■ **Set of tasks**:
1 – Echo a section of the property-rights passage word for word, beginning at the words "To the contrary Ziff" and stopping after "are rapidly reduced.".
2 – In the property-rights passage, what name is given to the problem of too much private property over-fragmenting natural resources until innovation is stifled?

■ **Text**:
--- --- ---

Private property provides incentives for innovation that supersede that of a society with communal property rights. The idea of communal property rights is said to be one that provides the best redistribution of wealth, such that a greater net utility is retained from an economy, an idea often referred to as the Benthemite view of utilitarianism. It does this through sharing information at no cost within parties. Ziff suggests that the sharing of property with communal interest holders stagnates innovation as it reduces the incentives for property holders to be more efficient. Demsetz, supports this claim by suggesting that incentives for innovation would be deteriorated under a communal property system because the “benefits derivable from these ideas will not be concentrated on their originators”. This therefore highlights the lack of efficiency in a communal property regime and supports the need for private property. Similarly it has been argued that private property though incentivising innovation promotes “self development” as it provides individuals with “control over resources in the natural environment” . This allows people to show “individuality and full self expression”, as they are rewarded for their efforts. So it is evident that inherent in the idea of incentivising innovation is the idea that personhood is developed as moral development is encouraged and rewarded. This moral development increases economic efficiency as it provides alternatives to current practises, which may then lead to increased efficiency. To the contrary it is argued that too much private property may over-fragment natural resources to a point where innovation is naturally stifled due to the multiplicity of interest holders – a problem referred to as the tragedy of the anti-commons. This further supports the suggestion that a fully privatised property regime has with it ingrained downfalls that require the use of intervention. It is therefore ideal to have a regime that is both private and communal, as it provides individual opportunities, whilst catering to the community more efficiently.

Similarly, it is shown that private property is the most efficient manner in which the cost of externalities can be dealt with as it reduces both the time and the cost of abatement. It is argued by Ziff that “an increase in the communality of property leads, generally, to an increase in the cost of internalizing” as it requires the engagement of all land holders before addressing change, and requires policing of these changes so as to ensure that they are enforced. This leads to externalities, such as pollution, being dealt with inefficiently as both costs and time are increased. Similarly, Ziff also argues that in the same way, private property reduces the effect of the tragedy of the commons; an issue that arises when common-goods are underprovided for due to multiple interest holders failing to take responsibility for damage to property or externalities created by property. This leads to time consuming negotiations between parties which lowers economic efficiency, through both increasing time and costs. Private property on the other hand allows for more responsive and cost efficient regulation of such issues and in doing so makes the process more economically efficient.

To the contrary Ziff argues that the cost of policing would also be more expensive under a private property regime as the creation of boundaries would add costs that would not have otherwise have existed. Conversely Grafton suggests that the cost of boundary erection is merely temporary, as after the initial set up of boundaries, cost of negotiations and policing are comparatively reduced. Communal property rights contrast this; as they hold long-term economic costs to the interest owners as negotiation costs will continue to increase exponentially, as policing costs are not one off, and negotiation costs are comparatively higher . It is therefore evident that private property provides the most economically efficient method of dealing with externalities in the short-run and the long run, as costs and reaction time are rapidly reduced.

--- --- ---

■ **Collected data**:
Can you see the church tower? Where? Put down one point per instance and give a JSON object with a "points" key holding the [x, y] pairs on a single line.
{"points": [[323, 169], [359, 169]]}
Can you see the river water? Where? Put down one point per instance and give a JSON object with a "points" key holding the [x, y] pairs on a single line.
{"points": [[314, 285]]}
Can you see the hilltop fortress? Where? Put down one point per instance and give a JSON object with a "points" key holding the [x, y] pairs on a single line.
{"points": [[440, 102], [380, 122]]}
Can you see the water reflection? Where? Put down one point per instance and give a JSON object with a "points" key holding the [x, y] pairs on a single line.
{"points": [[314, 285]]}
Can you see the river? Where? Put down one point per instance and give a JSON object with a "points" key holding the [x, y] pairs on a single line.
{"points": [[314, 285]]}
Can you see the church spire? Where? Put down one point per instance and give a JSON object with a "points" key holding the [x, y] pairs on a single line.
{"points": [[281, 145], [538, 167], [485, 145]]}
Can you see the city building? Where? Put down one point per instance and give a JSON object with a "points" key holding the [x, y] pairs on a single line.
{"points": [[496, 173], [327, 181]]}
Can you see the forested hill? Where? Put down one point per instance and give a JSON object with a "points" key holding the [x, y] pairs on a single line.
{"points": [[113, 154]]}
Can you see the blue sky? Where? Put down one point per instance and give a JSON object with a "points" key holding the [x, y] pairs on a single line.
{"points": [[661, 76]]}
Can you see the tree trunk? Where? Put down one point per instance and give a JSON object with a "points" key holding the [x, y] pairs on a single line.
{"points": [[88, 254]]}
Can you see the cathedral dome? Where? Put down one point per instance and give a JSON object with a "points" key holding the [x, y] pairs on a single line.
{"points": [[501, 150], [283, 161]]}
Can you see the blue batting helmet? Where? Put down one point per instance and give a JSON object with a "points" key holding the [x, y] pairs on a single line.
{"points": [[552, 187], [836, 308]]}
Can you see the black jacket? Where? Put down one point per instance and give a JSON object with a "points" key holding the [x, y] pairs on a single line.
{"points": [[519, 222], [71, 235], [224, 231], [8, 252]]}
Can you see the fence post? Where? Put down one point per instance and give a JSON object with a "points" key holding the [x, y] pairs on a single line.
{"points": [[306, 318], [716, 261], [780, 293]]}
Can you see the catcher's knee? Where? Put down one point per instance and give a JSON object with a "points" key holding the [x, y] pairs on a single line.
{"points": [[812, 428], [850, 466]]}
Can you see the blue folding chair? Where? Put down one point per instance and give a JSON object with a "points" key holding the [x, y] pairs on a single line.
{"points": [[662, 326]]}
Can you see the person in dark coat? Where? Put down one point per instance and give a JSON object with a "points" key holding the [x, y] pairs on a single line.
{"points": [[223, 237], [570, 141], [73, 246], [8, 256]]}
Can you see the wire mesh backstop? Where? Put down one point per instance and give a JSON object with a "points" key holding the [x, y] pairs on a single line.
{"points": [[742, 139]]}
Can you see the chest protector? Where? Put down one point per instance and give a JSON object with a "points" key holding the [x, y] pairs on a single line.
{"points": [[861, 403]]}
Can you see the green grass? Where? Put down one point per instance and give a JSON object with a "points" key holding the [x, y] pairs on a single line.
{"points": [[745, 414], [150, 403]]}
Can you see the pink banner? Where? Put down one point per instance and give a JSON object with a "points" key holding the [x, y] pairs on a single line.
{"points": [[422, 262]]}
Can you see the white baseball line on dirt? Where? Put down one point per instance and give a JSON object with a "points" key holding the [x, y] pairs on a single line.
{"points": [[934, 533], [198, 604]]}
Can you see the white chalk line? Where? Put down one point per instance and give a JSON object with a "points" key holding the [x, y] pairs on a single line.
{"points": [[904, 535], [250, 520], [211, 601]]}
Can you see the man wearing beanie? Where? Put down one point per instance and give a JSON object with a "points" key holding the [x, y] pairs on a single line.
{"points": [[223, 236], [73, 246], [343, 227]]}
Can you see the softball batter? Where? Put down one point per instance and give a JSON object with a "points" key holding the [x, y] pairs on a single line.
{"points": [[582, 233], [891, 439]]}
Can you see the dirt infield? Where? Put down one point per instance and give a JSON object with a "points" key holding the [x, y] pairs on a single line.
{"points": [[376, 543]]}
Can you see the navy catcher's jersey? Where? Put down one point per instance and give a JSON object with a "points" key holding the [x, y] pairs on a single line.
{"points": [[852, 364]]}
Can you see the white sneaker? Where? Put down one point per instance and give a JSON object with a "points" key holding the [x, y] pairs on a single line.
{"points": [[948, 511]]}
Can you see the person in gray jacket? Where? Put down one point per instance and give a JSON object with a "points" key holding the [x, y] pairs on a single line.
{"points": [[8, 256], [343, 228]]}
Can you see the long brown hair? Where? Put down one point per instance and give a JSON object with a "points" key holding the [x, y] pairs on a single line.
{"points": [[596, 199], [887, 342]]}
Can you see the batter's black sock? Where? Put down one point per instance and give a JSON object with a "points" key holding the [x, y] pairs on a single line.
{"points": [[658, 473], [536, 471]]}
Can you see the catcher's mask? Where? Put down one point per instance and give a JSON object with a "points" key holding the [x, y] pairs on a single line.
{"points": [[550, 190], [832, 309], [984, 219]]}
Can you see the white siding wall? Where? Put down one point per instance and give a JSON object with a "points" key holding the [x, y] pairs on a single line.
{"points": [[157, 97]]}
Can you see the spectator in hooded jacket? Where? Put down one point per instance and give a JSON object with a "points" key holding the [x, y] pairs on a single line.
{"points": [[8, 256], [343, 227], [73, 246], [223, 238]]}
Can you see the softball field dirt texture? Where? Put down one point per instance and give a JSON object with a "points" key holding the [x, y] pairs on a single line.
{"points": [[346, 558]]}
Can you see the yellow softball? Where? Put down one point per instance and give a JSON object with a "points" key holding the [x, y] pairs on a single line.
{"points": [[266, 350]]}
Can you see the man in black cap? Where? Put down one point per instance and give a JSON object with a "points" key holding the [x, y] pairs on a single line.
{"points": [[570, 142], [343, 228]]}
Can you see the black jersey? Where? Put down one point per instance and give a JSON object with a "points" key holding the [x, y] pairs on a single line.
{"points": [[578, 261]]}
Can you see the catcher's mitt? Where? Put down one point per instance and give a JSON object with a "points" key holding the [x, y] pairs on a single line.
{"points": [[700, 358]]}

--- --- ---

■ **The solutions**:
1 –
To the contrary Ziff argues that the cost of policing would also be more expensive under a private property regime as the creation of boundaries would add costs that would not have otherwise have existed. Conversely Grafton suggests that the cost of boundary erection is merely temporary, as after the initial set up of boundaries, cost of negotiations and policing are comparatively reduced. Communal property rights contrast this; as they hold long-term economic costs to the interest owners as negotiation costs will continue to increase exponentially, as policing costs are not one off, and negotiation costs are comparatively higher . It is therefore evident that private property provides the most economically efficient method of dealing with externalities in the short-run and the long run, as costs and reaction time are rapidly reduced.

2 – The tragedy of the anti-commons.